PROBLEM DETAILS:
Please transcribe the passage of the essay on Tomi Ungerer below, between "Nightly observation of" and "that soon fades.", inclusive.

Start SOURCE EXTRACT

Tomi Ungerer fills his stories with the usual ogres, orphans, and robbers of fairy tales, but his humanity always breaks through.
Effective terror, like effective lies, relies on the commingling of the known and unknown. For children, who scramble to build a structurally sound edifice of interpretative knowledge with an ever-changing stack of facts, virtually everything falls into these shadowlands.
Authors of children’s tales from Grimm and Perrault on are well aware of this. Within the canon of children’s book classics, one sees terror’s bulky form just under the stories’ surfaces like a mysterious lump under the covers. In Maurice Sendak’s universe, wild things, besotted, turn captors. Max, their king, becomes their prisoner. Roald Dahl’s “witching hour” has kept more children from falling into slumber than any amount of candy and cartoons. In one of William Steig’s most famous books, a small mouse named Amos, stranded in the middle of the ocean, awaits death. Shel Silverstein’s meditation on Where the Sidewalk Ends would give even Sartre the shivers.
Nightly observation of my own children and my own recollections when I was one tell me that the power of these books is in the resonance between the uncertain and diffusely scary world of the child and the uncertain, diffusely scary world of these stories. Small and effectively powerless against the whims of adults, contested bedtimes notwithstanding, children are buffeted by the currents of a large world they often do not understand. A book without fear is an unbelievable book, sounding a dull note that soon fades.

End SOURCE EXTRACT
Start SUPPLIED DATA

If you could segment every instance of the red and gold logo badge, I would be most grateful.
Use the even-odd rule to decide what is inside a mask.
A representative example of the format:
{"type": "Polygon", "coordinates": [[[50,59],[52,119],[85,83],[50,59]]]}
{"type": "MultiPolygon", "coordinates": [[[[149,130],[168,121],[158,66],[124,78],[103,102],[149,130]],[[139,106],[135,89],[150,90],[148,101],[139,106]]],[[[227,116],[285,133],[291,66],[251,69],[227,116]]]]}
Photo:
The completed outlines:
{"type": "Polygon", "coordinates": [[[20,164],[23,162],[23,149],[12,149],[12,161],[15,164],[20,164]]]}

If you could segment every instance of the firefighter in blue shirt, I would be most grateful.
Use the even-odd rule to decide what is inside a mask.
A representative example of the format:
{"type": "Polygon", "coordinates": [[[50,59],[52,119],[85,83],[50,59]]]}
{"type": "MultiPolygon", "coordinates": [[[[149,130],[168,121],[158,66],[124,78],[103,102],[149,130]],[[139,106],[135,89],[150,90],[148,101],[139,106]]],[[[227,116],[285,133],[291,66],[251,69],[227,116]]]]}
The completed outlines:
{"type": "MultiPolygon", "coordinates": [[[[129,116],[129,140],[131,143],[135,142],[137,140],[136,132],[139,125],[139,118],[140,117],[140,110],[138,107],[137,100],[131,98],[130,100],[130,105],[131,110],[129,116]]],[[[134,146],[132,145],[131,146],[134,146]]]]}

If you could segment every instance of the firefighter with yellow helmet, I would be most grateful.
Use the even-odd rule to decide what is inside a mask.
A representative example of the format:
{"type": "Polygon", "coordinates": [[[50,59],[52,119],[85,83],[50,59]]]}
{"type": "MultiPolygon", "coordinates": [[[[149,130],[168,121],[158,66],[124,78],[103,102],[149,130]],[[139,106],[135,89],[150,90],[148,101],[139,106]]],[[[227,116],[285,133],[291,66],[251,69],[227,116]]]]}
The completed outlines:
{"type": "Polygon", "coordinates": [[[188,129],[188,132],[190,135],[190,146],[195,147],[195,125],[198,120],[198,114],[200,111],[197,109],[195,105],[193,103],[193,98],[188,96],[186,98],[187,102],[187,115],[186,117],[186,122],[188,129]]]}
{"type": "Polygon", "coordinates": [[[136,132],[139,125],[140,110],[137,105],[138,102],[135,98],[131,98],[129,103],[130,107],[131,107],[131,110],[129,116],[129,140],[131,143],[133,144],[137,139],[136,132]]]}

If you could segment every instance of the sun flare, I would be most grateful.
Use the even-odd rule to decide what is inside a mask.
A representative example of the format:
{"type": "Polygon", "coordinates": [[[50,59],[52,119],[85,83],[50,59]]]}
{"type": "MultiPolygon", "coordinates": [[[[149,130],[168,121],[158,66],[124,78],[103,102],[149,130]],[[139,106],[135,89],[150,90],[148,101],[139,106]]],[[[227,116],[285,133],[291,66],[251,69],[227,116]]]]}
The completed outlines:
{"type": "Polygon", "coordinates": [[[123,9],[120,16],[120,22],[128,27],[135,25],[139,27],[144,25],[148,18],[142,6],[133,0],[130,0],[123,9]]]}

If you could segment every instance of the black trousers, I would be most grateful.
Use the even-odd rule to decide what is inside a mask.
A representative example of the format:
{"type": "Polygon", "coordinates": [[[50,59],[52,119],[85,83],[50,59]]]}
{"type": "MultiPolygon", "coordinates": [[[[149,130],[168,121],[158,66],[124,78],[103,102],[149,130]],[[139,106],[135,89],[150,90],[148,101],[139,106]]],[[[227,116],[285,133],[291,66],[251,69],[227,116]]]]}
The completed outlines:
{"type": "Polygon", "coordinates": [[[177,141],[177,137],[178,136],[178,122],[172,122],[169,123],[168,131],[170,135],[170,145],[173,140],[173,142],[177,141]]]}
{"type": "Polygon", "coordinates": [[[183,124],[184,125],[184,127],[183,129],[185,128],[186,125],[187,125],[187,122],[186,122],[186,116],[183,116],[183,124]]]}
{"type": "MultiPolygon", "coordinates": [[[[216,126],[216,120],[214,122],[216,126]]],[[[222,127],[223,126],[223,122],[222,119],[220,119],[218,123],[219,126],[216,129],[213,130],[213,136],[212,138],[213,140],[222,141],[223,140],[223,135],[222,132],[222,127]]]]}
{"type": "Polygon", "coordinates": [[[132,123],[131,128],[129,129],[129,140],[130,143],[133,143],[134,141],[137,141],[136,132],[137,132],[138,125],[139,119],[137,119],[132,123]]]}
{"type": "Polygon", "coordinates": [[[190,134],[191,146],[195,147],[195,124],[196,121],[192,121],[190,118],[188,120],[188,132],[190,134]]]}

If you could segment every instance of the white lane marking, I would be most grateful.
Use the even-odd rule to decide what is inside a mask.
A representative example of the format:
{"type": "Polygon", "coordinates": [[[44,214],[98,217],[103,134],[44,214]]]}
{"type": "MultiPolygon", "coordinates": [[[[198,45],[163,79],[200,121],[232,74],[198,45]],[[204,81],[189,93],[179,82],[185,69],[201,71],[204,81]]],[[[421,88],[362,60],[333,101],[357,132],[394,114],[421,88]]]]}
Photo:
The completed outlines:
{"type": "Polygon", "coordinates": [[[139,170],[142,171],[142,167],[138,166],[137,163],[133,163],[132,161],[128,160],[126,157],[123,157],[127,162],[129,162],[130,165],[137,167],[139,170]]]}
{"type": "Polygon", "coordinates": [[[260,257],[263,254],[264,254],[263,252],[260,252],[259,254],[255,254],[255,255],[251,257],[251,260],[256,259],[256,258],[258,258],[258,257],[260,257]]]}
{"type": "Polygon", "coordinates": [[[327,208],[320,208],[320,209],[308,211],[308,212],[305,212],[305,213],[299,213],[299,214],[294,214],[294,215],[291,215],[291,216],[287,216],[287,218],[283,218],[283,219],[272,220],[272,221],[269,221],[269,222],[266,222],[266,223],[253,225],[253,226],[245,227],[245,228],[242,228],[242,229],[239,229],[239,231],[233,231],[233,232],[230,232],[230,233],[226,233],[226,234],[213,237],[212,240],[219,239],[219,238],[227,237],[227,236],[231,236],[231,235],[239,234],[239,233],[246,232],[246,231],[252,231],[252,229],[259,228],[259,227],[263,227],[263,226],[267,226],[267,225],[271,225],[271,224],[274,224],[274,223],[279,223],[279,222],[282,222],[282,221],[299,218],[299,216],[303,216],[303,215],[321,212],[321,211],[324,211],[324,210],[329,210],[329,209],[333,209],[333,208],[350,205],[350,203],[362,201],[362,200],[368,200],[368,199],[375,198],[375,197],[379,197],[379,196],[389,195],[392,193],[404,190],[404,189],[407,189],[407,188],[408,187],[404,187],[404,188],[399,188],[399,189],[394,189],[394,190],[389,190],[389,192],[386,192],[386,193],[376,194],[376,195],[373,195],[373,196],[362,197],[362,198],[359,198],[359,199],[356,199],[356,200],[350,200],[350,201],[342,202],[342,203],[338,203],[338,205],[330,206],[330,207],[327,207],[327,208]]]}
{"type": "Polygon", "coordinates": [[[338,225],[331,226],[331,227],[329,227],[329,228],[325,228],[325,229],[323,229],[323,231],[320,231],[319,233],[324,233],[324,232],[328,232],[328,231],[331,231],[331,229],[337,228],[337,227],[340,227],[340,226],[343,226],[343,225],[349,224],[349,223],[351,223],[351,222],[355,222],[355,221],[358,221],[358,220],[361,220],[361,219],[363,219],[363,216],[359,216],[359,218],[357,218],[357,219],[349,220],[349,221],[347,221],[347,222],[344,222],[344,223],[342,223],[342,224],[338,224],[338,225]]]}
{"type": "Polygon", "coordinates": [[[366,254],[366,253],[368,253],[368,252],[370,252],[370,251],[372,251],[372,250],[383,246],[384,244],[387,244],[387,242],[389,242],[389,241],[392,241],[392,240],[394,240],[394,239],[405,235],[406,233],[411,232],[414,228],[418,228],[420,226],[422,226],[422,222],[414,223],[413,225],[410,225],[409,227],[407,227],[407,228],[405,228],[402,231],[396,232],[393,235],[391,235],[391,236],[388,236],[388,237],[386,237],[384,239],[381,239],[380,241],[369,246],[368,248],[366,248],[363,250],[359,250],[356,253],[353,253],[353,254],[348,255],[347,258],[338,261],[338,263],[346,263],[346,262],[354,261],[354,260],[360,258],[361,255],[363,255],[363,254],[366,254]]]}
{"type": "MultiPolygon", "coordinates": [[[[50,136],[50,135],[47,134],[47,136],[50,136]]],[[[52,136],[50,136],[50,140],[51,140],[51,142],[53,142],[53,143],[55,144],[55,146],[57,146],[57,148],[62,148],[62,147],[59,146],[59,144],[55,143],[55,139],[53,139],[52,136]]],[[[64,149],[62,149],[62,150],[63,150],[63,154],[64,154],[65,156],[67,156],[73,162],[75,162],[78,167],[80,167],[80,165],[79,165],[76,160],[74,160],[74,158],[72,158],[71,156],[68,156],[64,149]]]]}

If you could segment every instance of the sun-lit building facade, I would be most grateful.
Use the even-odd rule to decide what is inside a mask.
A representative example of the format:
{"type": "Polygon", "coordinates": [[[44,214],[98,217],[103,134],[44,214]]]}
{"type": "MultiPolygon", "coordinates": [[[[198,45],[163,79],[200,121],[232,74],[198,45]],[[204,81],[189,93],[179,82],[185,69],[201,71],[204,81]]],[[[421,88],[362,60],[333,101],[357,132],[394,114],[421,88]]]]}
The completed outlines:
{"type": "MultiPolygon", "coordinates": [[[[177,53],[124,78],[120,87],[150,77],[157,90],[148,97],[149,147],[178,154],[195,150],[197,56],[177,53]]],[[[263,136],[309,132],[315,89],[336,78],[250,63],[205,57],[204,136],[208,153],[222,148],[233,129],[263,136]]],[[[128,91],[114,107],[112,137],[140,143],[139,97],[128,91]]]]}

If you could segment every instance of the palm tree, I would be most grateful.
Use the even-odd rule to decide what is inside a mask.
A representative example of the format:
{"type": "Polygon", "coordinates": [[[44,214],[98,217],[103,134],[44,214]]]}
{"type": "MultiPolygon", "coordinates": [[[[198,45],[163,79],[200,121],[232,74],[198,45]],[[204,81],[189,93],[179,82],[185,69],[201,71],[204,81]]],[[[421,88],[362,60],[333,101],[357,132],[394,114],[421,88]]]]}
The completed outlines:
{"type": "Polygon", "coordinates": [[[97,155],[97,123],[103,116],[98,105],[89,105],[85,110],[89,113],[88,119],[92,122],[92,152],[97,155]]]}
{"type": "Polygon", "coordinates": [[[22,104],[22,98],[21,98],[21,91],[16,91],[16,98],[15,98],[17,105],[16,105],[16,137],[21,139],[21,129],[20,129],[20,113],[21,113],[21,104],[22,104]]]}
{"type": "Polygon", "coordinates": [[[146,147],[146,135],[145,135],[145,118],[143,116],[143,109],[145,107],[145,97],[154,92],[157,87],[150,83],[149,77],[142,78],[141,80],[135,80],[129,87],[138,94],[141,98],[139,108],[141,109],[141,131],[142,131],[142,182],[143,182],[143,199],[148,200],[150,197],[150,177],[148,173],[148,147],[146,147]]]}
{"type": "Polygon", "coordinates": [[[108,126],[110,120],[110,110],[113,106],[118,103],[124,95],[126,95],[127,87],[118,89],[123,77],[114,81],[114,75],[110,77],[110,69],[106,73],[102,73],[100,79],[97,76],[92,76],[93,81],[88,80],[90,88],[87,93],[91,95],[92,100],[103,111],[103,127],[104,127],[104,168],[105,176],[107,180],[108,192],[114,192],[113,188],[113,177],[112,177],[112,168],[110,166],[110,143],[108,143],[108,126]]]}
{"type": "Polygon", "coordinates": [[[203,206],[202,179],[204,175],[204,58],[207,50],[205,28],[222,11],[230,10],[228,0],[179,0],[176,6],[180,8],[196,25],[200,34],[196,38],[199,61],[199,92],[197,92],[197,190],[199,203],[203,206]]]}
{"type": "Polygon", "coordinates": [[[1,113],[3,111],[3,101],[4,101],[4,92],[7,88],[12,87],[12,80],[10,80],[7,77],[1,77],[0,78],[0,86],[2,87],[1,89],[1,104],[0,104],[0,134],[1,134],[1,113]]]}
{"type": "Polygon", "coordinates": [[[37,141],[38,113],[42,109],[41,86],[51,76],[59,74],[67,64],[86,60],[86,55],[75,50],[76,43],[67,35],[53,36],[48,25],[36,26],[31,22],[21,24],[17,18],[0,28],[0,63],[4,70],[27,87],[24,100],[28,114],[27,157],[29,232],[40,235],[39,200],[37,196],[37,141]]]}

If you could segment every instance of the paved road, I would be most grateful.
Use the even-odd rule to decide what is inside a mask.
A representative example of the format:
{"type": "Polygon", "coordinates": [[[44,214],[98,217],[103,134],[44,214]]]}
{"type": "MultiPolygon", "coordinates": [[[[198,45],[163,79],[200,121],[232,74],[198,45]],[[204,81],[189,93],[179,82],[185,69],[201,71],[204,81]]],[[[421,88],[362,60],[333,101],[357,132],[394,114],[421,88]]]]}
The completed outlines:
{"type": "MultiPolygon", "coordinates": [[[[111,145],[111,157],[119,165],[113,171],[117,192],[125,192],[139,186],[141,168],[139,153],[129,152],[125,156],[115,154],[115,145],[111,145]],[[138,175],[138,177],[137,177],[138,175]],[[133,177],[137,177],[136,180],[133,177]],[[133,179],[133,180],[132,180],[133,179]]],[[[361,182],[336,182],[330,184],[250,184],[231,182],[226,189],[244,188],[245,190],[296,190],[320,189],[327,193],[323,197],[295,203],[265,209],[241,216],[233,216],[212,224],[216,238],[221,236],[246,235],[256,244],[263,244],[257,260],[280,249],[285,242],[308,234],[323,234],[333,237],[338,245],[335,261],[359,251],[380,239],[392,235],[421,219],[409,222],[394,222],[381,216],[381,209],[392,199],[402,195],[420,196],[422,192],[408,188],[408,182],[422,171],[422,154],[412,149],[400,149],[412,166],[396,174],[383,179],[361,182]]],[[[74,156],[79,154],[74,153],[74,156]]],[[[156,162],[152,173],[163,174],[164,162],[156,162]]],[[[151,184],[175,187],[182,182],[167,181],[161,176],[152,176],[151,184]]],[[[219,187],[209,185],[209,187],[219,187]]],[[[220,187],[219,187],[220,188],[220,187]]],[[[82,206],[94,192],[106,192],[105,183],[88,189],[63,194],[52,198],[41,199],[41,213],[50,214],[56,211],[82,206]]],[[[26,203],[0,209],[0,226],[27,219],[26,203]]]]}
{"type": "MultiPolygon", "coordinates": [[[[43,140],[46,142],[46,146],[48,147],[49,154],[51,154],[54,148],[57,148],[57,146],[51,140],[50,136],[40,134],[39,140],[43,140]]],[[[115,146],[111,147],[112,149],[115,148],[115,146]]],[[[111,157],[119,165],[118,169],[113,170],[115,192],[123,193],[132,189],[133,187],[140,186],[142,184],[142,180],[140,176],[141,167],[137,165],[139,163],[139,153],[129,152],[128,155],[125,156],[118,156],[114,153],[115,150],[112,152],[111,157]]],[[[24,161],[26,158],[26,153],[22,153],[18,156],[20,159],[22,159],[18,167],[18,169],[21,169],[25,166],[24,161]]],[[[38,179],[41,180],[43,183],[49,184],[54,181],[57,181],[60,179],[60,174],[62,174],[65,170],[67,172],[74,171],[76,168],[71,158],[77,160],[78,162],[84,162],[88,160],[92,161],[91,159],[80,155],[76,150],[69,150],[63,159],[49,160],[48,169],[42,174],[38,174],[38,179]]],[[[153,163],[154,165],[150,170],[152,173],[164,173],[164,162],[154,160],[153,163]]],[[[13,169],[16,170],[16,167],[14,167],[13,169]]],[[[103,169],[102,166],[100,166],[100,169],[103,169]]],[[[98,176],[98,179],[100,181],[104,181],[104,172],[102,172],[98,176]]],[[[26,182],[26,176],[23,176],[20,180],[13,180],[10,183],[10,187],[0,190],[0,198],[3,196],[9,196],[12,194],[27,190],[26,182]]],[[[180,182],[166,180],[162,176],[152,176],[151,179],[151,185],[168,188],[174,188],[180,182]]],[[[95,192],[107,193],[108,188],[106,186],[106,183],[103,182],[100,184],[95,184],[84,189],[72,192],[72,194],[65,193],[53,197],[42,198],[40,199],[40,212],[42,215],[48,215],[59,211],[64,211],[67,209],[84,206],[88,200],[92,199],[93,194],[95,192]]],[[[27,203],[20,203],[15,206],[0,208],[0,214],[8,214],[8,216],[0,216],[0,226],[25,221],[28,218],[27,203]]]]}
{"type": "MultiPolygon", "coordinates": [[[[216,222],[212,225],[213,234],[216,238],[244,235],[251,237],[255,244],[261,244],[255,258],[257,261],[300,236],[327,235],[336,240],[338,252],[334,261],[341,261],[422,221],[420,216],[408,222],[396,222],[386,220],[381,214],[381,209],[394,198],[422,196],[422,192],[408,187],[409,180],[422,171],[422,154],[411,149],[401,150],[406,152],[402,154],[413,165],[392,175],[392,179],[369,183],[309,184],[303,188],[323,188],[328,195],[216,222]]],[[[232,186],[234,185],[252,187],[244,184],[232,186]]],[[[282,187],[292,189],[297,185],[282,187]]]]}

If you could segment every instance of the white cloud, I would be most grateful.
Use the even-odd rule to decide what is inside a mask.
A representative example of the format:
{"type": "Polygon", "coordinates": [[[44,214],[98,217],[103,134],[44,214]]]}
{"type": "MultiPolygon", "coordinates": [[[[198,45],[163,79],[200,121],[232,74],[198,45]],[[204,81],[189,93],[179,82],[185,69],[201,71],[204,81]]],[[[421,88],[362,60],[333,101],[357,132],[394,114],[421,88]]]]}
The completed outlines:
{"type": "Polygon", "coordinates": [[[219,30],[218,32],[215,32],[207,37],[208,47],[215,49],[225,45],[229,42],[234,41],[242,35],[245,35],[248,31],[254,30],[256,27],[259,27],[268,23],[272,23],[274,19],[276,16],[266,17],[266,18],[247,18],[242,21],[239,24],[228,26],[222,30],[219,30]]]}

End SUPPLIED DATA

SOLVED PROBLEM:
Nightly observation of my own children and my own recollections when I was one tell me that the power of these books is in the resonance between the uncertain and diffusely scary world of the child and the uncertain, diffusely scary world of these stories. Small and effectively powerless against the whims of adults, contested bedtimes notwithstanding, children are buffeted by the currents of a large world they often do not understand. A book without fear is an unbelievable book, sounding a dull note that soon fades.